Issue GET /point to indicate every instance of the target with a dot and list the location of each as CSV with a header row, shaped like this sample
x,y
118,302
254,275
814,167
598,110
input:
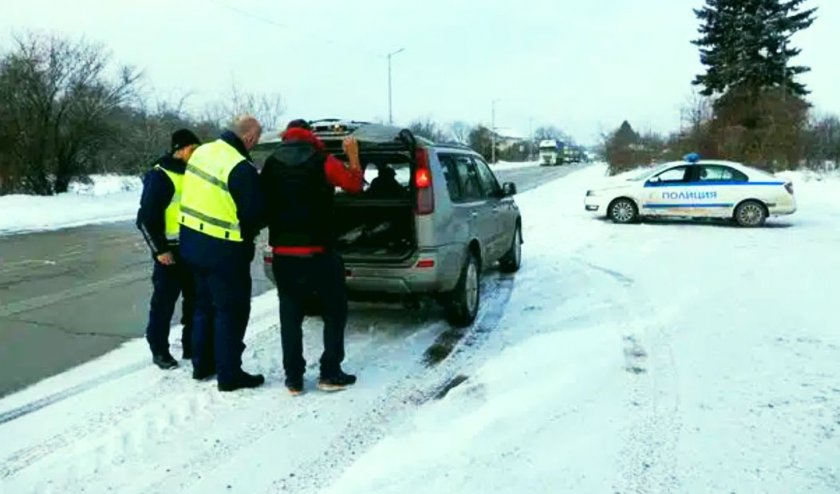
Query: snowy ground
x,y
108,198
666,357
514,165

▸ **Problem to work on**
Rewrite the records with "snowy ground" replaced by "snow-covered ground" and nothing else changed. Leave the pictures out of your answer.

▸ **Exercise response**
Issue GET /point to indicate every instance of the target with a dot and list the location of each as CSV with a header row, shaped like this sample
x,y
118,302
254,275
814,167
598,110
input:
Query: snow-covered ground
x,y
108,198
666,357
514,165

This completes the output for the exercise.